------ Data provided ------

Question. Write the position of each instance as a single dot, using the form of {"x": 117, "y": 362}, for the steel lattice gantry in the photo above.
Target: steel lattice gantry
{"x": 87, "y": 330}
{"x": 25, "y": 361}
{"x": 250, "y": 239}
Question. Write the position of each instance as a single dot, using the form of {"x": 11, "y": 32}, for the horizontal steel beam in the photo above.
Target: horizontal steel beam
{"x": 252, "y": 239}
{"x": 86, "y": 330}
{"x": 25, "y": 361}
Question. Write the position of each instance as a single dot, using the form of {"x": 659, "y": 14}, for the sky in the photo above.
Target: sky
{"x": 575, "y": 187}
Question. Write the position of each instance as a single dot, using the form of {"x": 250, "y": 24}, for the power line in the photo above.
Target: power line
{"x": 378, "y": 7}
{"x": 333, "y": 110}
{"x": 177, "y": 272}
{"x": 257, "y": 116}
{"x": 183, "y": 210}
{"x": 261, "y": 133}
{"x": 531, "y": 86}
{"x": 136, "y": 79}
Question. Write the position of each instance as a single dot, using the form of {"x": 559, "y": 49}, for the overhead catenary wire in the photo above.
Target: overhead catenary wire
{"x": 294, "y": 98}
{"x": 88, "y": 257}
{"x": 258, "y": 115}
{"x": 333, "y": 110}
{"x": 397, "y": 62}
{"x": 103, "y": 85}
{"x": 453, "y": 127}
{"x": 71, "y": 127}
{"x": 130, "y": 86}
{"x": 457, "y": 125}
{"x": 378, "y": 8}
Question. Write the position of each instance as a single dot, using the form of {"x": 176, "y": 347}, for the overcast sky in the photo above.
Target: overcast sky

------

**The request**
Render as a numbered list, omitting blank lines, the lines from the one containing "overcast sky in the photo above." through the end of the records, both included.

**Task solution**
1. Question. Write the position of each instance as a single dot, using the form of {"x": 176, "y": 347}, for the overcast sky in the photo above.
2. Target: overcast sky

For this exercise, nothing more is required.